Document passage:
· · · · · · ·

I’m off to class now, but I hope to get my recap of the Schwarzenegger v. EMA argument up at a reasonable hour. Briefly, the California lawyer got mercilessly pummeled by Sotomayor, Scalia, Ginsburg, Kagan, and Kennedy, while Roberts stayed almost completely quiet for the first half-hour, only to be EMA’s prime antagonist during the second half-hour. Breyer joined Roberts in support of the CA law, while Alito, who had sharply questioned CA, more sharply questioned EMA. Alito also had some lighthearted, but jurisprudentially serious, quips towards Scalia on the limits of originalism for First Amendment cases concerning media never imaginable in 1791, let alone 1951.
Until then, here are some scenes from the sidewalk:
Among the fourteen cases the Supreme Court added to its docket today, FCC v. AT&T most caught my attention. The case asks whether corporations can claim personhood so to qualify for the Freedom of Information Act’s Exemption 7(C), which exempts from mandatory disclosure records collected for law enforcement purposes when such disclosure could “reasonably be expected to constitute an unwarranted invasion of personal privacy.”
The Third Circuit ruled that because the statute defined “person” as an “individual, partnership, corporation, association, or public or private organization other than an agency,” then corporations were entitled to 7(C)’s “personal privacy” exemption. The FCC’s petition for certiorari, signed by then-Solicitor General Elena Kagan–who will be recused for this case–argued that the Third Circuit’s ruling upset a thirty-five year understanding that the “personal privacy” exemption only applied to individuals.

· · · · · · ·

Listed entries:
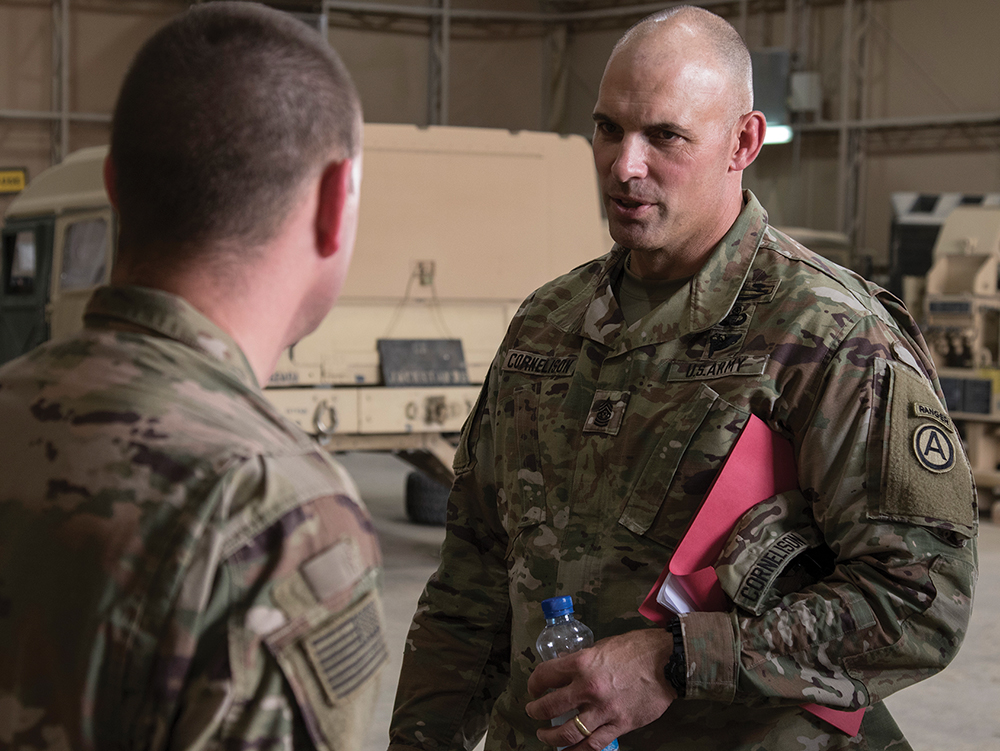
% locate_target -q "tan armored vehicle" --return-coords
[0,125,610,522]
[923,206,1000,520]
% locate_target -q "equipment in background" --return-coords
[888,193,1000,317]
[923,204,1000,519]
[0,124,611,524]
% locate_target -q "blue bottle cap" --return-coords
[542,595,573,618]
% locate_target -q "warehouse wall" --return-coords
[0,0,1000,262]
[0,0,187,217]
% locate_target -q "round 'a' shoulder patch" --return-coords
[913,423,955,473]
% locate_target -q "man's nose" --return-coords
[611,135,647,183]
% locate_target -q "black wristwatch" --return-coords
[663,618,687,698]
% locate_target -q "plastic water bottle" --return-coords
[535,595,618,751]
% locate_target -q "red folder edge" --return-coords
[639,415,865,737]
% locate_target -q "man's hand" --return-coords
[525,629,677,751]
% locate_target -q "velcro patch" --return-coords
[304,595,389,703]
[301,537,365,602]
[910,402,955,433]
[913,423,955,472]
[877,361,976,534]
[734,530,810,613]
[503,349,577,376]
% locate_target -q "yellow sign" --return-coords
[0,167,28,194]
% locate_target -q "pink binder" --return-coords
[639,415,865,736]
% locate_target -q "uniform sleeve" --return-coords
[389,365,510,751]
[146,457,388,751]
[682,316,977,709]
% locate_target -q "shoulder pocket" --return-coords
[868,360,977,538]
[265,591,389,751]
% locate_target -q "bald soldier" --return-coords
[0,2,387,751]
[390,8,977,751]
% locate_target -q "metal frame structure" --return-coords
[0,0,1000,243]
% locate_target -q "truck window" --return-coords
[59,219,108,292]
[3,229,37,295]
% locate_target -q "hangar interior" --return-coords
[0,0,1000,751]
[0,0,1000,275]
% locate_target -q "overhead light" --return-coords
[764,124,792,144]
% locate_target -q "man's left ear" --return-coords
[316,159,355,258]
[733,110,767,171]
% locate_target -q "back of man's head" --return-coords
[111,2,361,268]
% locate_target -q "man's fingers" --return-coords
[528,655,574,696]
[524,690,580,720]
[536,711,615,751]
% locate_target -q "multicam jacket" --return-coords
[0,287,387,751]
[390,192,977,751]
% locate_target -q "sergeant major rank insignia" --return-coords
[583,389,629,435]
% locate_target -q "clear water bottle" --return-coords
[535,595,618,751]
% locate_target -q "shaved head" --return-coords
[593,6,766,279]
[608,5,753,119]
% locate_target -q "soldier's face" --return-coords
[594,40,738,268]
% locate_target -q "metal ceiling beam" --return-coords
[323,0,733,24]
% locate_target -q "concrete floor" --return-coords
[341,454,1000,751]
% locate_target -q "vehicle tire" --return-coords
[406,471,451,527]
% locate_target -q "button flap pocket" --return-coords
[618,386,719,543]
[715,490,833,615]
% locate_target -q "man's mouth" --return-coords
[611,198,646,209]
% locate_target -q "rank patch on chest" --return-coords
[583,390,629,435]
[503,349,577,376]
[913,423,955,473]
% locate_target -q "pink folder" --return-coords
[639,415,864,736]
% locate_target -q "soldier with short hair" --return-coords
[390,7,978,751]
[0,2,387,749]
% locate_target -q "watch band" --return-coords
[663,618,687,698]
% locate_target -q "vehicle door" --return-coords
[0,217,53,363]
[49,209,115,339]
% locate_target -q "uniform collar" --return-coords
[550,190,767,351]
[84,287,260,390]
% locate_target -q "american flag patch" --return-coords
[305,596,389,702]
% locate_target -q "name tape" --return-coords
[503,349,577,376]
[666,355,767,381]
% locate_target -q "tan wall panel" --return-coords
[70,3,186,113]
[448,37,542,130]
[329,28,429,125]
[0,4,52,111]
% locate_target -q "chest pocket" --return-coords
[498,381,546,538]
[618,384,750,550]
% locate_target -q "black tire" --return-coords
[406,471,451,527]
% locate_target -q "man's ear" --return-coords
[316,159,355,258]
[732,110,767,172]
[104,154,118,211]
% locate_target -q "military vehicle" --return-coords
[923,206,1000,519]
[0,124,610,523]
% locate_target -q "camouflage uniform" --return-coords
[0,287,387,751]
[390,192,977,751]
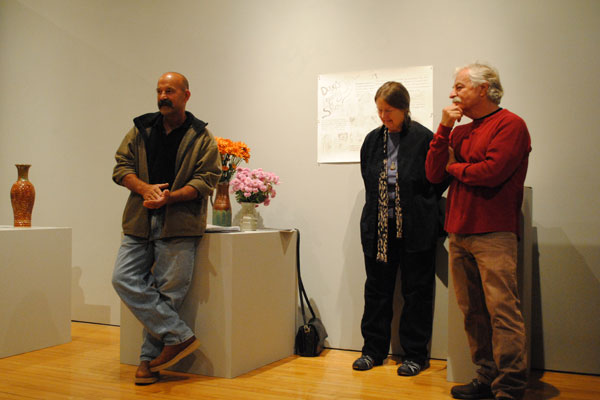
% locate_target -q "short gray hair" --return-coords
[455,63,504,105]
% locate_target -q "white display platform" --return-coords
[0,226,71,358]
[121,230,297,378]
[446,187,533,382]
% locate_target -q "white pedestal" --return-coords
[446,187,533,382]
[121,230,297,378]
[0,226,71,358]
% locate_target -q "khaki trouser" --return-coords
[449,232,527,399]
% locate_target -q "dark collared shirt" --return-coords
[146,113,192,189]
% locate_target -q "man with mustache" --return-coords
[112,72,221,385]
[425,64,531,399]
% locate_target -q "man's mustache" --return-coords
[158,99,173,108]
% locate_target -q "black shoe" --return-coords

· · · · · · ·

Task objective:
Pick up the blog post on the Supreme Court cases after its final sentence and continue writing it.

Result of this exercise:
To bolster their case, the FCC cited then-Professor Scalia’s 1981 testimony before Congress that Exemption 7 did not protect “associational or institutional” privacy from mandatory disclosure upon request.
Although this case will ultimately turn on statutory construction, it still hearkens back to last year’s Citizens United, which established that corporations are legal persons whose independent campaign expenditures cannot be limited under the First Amendment’s free speech protections.
What makes this case even more interesting is that next Tuesday, the Court will hear argument in NASA v. Nelson, which asks whether a government employee has a right to “informational privacy” that allows him to withhold information in government background checks. Specifically at issue is whether an employee, once established he has done drugs, may then refuse to disclose if he has obtained treatment for the drug use. Justice Kagan will also recuse herself in this case.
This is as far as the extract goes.